#### ASSIGNED TASK:
The full set of entries below, restated word for word and stripped of images, is the expected result.

(Spatial localization data)
● ● ● ●

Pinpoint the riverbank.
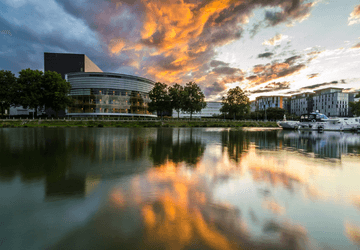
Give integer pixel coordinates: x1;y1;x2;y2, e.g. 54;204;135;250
0;119;278;128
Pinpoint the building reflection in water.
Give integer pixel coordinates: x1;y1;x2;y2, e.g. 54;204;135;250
2;128;360;249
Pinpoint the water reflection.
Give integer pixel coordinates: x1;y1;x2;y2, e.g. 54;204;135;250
149;128;206;166
1;128;360;249
50;162;312;250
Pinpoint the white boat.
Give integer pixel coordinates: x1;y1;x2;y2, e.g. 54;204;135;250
277;120;300;129
278;112;360;132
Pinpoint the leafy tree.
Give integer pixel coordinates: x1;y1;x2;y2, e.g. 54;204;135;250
168;83;184;119
220;86;250;120
0;70;17;118
350;101;360;116
266;107;286;121
42;71;72;117
181;82;206;119
148;82;171;118
17;69;44;117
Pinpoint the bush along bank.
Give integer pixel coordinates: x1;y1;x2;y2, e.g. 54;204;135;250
0;120;278;128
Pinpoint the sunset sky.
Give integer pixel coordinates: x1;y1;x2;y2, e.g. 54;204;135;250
1;0;360;101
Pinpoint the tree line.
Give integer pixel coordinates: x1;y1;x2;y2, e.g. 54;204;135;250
0;69;72;118
148;82;207;119
148;83;254;120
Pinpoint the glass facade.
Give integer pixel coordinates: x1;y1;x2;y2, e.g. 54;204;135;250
66;73;155;117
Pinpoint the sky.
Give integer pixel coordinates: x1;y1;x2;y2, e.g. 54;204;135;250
1;0;360;101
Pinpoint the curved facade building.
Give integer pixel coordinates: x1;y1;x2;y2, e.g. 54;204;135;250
66;72;156;117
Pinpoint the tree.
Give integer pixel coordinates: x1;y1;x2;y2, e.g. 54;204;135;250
220;86;250;120
148;82;171;118
168;83;184;119
181;82;206;120
266;107;286;121
350;101;360;116
42;71;72;117
17;69;44;117
0;70;17;118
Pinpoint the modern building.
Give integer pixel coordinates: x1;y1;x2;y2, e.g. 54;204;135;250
172;102;222;118
44;52;102;79
312;88;349;117
43;52;156;117
290;92;314;116
255;96;290;113
66;72;156;117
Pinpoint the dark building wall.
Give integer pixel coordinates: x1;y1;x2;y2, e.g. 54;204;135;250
44;52;85;79
44;52;103;117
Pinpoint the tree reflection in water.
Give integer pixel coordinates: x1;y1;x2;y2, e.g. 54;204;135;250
149;128;206;166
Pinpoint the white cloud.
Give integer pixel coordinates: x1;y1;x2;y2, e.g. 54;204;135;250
262;34;289;46
348;4;360;25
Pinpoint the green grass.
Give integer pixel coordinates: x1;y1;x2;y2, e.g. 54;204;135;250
0;120;278;128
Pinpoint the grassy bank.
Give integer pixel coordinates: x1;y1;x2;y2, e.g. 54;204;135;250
0;119;278;128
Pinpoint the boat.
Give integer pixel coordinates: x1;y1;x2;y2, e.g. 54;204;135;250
278;111;360;132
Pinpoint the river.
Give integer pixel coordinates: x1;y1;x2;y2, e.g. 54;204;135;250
1;127;360;249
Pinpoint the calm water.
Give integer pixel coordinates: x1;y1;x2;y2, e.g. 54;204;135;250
1;127;360;250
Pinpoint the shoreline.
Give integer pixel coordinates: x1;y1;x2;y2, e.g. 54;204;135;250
0;120;279;128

● ● ● ●

#### EXERCISE RESULT:
Pinpoint the riverbank.
Give integer pixel coordinates: x1;y1;x2;y2, e.g. 54;204;135;250
0;119;278;128
Pinpoint the building reflection in water.
Give integer pixel coordinates: x1;y1;x2;y2, e.g. 54;204;135;250
2;128;360;249
Pinpoint the water reflection.
Give integer pixel coordinates: x1;y1;x2;y2, e.g. 54;204;135;250
149;128;206;166
1;128;360;249
50;162;312;250
Pinpoint the white boat.
Give integer pixel coordinates: x1;y1;x2;y2, e.g. 54;204;135;250
277;120;300;129
278;112;360;132
Pinpoint the leafy tree.
Give integer pixel coordinates: x1;y1;x2;y2, e.g. 54;204;135;250
168;83;184;119
220;86;250;120
0;70;17;118
350;101;360;116
266;107;286;121
42;71;72;117
181;82;206;119
148;82;171;118
17;69;44;117
Pinpoint the bush along bank.
Give integer pixel coordinates: x1;y1;x2;y2, e.g. 54;204;135;250
0;120;278;128
Pinpoint the sunset sky.
Give integer pixel coordinates: x1;y1;x2;y2, e.g. 54;204;135;250
1;0;360;101
Pinpoint the tree line.
Give integer pixel coordinates: x1;y1;x2;y2, e.g. 54;204;135;250
0;69;72;118
148;82;207;119
148;83;254;120
Pinpoint the glass facade.
Give integer pixel coordinates: x1;y1;x2;y2, e.g. 54;204;135;250
66;73;155;117
Pinpoint the sky.
Give integer pixel coordinates: x1;y1;x2;y2, e.g. 54;204;135;250
1;0;360;101
Pinpoint the curved facade building.
Give integer pixel coordinates: x1;y1;x2;y2, e.g. 54;204;135;250
66;72;156;117
Pinpoint the tree.
Give integer pixel coordinates: x1;y1;x2;y2, e.g. 54;204;135;250
220;86;250;120
148;82;171;118
168;83;184;119
181;82;206;120
266;107;286;121
350;101;360;116
42;71;72;117
17;69;44;117
0;70;17;118
Pinpoint the modern building.
Give integer pixel coordinates: x1;y1;x2;y2, e.g. 54;204;135;250
172;102;222;118
44;52;102;79
312;88;349;117
43;52;156;117
290;92;314;116
255;96;290;113
66;72;156;117
Pinpoint the dark building wall.
Give integer pixel coordinates: x1;y1;x2;y2, e.g. 54;204;135;250
44;52;85;79
44;52;103;117
Pinpoint the tree reflection in water.
Give integer pixel coordinates: x1;y1;x2;y2, e.g. 54;204;135;250
149;128;206;166
Pinpoint the white cloud.
Give integer pixel coordinates: x1;y1;x2;y2, e.g. 54;204;135;250
262;34;289;46
348;4;360;25
Pinpoint the green grass.
Give integer pixel coordinates: x1;y1;x2;y2, e.g. 54;204;135;250
0;120;278;128
Pinpoint the grassy bank.
Give integer pixel coordinates: x1;y1;x2;y2, e.g. 54;204;135;250
0;119;278;128
Pinpoint the boat.
Give integer pixel coordinates: x1;y1;x2;y2, e.g. 54;204;135;250
278;111;360;132
Pinpoint the river.
Give integer pixel coordinates: x1;y1;x2;y2, e.g. 54;204;135;250
1;127;360;249
Pinpoint the calm water.
Give integer pixel coordinates: x1;y1;x2;y2, e.g. 54;204;135;250
1;127;360;250
Pinpoint the shoreline.
Give integer pixel coordinates: x1;y1;x2;y2, e.g. 54;204;135;250
0;120;279;128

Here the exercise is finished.